-- Written problem --
Pick up the typewriter passage after its last sentence and keep writing in the same voice.

I live in a small house where storage and space is at a premium. I will typically have only one typewriter out on my desk at any one time, with the rest of the collection safely stowed away in their cases in the closet. It's been difficult, therefore, to justify getting a large standard machine, permanently taking up valuable desk space, given the constraints of my situation. Yet, standing in the showroom at John Lewis's shop that day, I couldn't help but ogle that sweet looking black beauty sitting up on the shelf. I've used standard machines before, notably one or two from Kevin's collection, and so I knew that they typically outperformed portables in terms of build quality and especially their typing action and feel of the keyboard. This also wasn't the first time I've ogled a standard machine at John's. Last year I almost pulled the trigger on a beautiful Underwood Model 5 that had exquisite black lacquered paint, gold decals and chrome trim, fully gone over by John; but I balked, knowing I had too many machines in my collection at home that I wasn't using. I needed to clear up some room, pare down my collection to just the essentials, before I could think about taking on a full-sized standard machine.

-- Data section --
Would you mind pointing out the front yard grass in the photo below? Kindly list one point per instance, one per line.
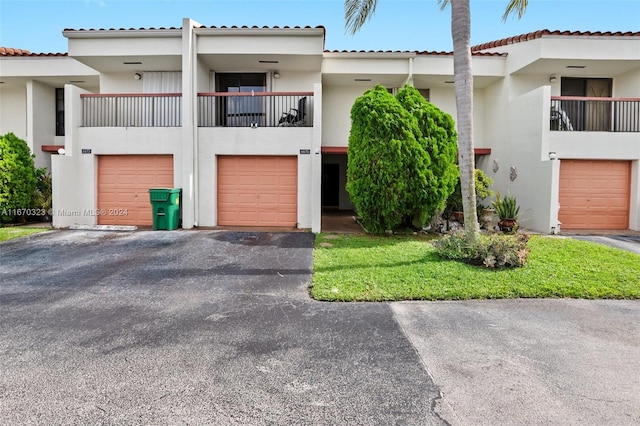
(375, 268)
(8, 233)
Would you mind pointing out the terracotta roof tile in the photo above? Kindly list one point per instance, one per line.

--

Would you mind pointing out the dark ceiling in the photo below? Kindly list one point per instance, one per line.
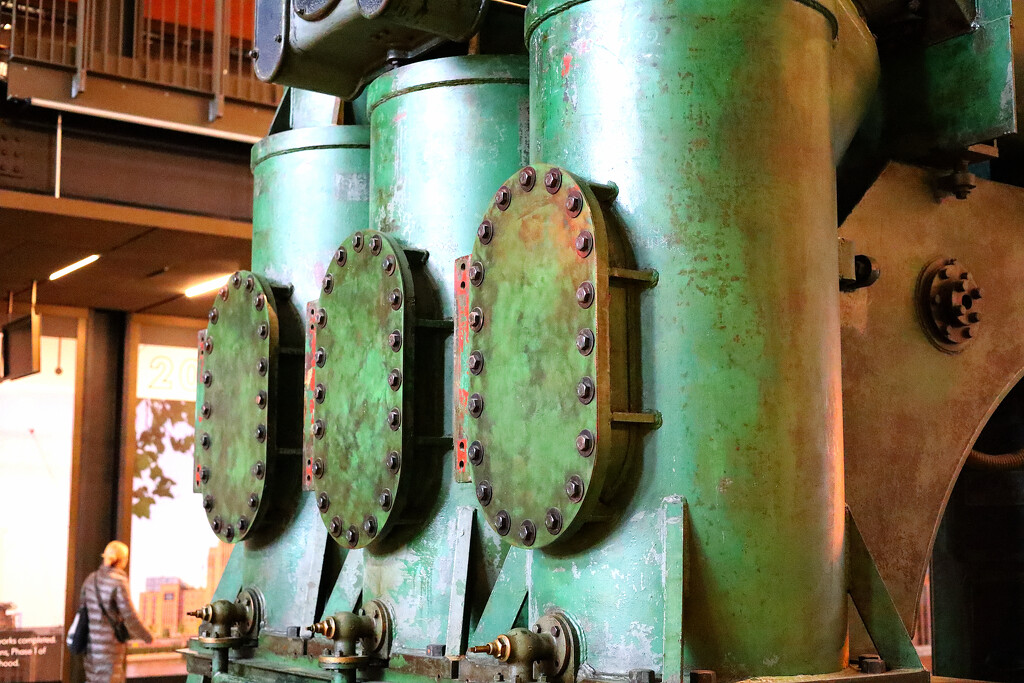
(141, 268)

-- Exercise response --
This wasn't John's first rodeo, as they say. He probably saw the gleam in my eye, as he quickly helped me get the big KMM down from the shelf and set me up in a padded chair to try it on for size. It was love at first tap. Though the 1947 KMM has round keys, the clear keytops are dished in, offering more comfort to the fingertips from long typing sessions. The touch was marvelous, and I found myself easily touch-typing with no interference from the shift lock key when hitting the letter "A", a common problem I have with many other keyboards. I was sold; but I had to think about it, because one thing I've learned over the years is never try to hide a purchase from the wife, it never ends well. I thanked John and told him I'd be back. He knew I would be, too.

The next day I returned, and the deal was done. He even threw in a new typewriter cover. I could sense John's pride in seeing one of his beauties, gone over with the thoroughness that only comes from 50 year's experience, finding a new home. As for the homecoming, it was surprisingly pleasant and pain-free, as I was directly up front with my wife about the purchase, she also knowing that I'd recently offloaded some little-used typers to better homes -- and the cost of the purchase was covered completely by a gift card I had.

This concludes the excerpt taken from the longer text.